### WORK ORDER
Print out the entries, word for word.
= = = = =
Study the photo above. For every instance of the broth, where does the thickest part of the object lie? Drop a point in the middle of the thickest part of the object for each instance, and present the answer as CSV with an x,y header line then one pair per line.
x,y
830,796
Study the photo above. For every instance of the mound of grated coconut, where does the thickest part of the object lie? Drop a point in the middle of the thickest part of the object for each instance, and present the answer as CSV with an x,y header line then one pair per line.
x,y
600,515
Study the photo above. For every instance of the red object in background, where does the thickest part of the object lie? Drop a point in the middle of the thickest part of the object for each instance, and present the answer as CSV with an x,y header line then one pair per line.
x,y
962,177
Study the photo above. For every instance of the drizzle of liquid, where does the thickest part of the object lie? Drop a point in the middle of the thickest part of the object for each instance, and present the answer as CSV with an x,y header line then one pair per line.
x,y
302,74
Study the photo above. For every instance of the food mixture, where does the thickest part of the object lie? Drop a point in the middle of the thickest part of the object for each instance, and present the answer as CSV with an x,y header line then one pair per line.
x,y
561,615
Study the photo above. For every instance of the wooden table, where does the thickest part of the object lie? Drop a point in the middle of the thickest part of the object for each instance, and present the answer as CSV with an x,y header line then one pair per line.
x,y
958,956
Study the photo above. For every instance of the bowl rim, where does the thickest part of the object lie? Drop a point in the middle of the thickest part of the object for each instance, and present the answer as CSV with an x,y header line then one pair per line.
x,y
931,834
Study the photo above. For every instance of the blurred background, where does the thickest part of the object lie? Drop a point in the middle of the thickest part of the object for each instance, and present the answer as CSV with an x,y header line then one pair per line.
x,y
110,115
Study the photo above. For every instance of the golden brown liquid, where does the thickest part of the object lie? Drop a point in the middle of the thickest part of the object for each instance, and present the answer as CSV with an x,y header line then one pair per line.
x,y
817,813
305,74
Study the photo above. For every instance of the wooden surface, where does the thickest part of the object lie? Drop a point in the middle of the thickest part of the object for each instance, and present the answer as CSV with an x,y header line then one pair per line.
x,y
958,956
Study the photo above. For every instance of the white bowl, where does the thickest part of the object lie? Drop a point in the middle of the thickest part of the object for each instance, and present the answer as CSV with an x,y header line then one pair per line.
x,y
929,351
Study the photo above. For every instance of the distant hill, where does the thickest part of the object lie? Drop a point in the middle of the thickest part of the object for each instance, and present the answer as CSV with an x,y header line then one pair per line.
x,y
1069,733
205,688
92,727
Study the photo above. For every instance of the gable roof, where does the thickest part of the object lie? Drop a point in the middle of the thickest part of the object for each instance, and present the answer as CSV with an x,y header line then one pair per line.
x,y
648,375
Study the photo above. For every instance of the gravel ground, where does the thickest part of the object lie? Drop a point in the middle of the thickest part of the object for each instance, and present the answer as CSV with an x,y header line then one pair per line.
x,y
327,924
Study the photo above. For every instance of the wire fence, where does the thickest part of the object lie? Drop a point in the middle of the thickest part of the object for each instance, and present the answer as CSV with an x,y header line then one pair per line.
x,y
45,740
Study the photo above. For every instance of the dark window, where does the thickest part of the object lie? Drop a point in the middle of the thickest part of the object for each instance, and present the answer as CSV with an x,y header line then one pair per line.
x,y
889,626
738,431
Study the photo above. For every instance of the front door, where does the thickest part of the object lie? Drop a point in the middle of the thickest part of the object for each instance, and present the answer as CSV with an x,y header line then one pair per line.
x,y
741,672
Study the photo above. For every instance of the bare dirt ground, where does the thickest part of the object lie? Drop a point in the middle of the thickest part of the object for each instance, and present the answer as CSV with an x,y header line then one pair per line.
= = = = =
### ANSWER BOX
Study the photo above. For every instance of the broth, where does the thickest part of the object lie? Drop a point in the middle of the thickest part of the object for each instance, and present the answer as CSV with an x,y header line then one pair per line.
x,y
830,796
Study the photo above. For every instance of the mound of grated coconut, where does the thickest part of the object lie? Drop a point in the middle of the thickest part of the object for each instance, and present the answer as CSV with an x,y header line then one pair per line.
x,y
600,515
Study the photo above. For every instance of the red object in background, where does the thickest part of the object lie? Drop a point in the middle of the thickest part of the object for each instance, and present the answer as CSV with an x,y header line then one pair per line.
x,y
962,177
Study the photo above. For every instance of the drizzle of liquid, where does the thickest part of the object lie? Drop a point in the middle of the thickest part of the object for each instance, and present the answer as CSV with an x,y header line then one pair per line.
x,y
302,74
Study the photo above. For every instance of the food mixture, where does the thickest part of the object lie? Drop a point in the middle of the thickest part of the object for each instance, and present the answer as CSV with an x,y header line then one pair per line.
x,y
561,615
Study the photo above. For every instance of the wooden table, where does the thickest part of the object lie? Drop a point in the middle of the thickest part of the object for each instance, and present the answer as CSV with an x,y header line then one pair per line.
x,y
958,956
Study the photo above. For every instance of the bowl rim, where does the thickest part of the object lie? Drop a point in the middle of the thickest part of the object for each instance, and present the answer as CSV with an x,y header line then one pair per line.
x,y
931,834
Study the photo above. For every instance of the blurred background, where does the thickest part of the object lie? Drop a point in the middle of the thickest part of the object for each instance, and present the answer as CSV with an x,y header line then one pair per line.
x,y
110,115
Study the photo above. For every instance of the golden brown liquid, where does the thickest part of the object lie? Drop a point in the middle of the thickest part of the object for each instance, and present the answer as CSV with an x,y header line then one pair per line.
x,y
817,813
305,74
Study the photo above. For every instance of the wooden surface, where does the thickest part of the object lie? Drop a point in the middle of the thickest part of the object for each instance, and present the answer as CSV with an x,y header line then one pair per line.
x,y
958,956
Study the photo above. For every instance of the white bowl, where does the thickest part of the object lie? Drop a point in the middle of the thickest part of the object for each instance, and present the answer as CSV with an x,y header line then one pair per line.
x,y
929,351
Study the photo above. For every instance of the distant hill, where does the thickest part of the object lie? Drop a point in the middle of the thickest part of the object for each instance, and present the answer as CSV with an x,y header line then one pair per line.
x,y
1069,733
205,688
92,727
Study the photo above. For every instance of the gable roof, where does the thickest part of the object lie? Drop a point in the middle of the thickest part of the object for each instance, and present the answer as CSV with an x,y header line then one pair per line.
x,y
648,375
Study the photo above. For every instance of the gravel ground, where does the thickest part of the object lie? Drop a point in the middle of the thickest part of the object for each instance, and present the answer as CSV with an x,y header line then one pair per line.
x,y
327,924
Study the photo above. For every instance of the wire fence, where does the thickest part of the object lie? Drop a point in the middle of the thickest part of the object for each instance, and present the answer as CSV with an x,y header line then one pair per line.
x,y
45,740
Study the photo above. For every instance of the dark window, where does the thickest part of the object lie? Drop a point in the middle of the thickest part of the object for each instance, and present the answer as CSV with an x,y header line then one pair per line.
x,y
889,626
738,431
Study the photo above. For every instance of the front door, where does the thickest part of the object lie? Drop a point in the middle of the thickest part of the object for each instance, and present the answer as CSV with an x,y header line then one pair per line.
x,y
741,672
Study the photo above. For every instance of the bare dirt ground, where does the thickest part of the object lie? Drop a point in the middle of the thickest part of the object for each instance, and present the answer as CSV with an x,y header line then one pair per line.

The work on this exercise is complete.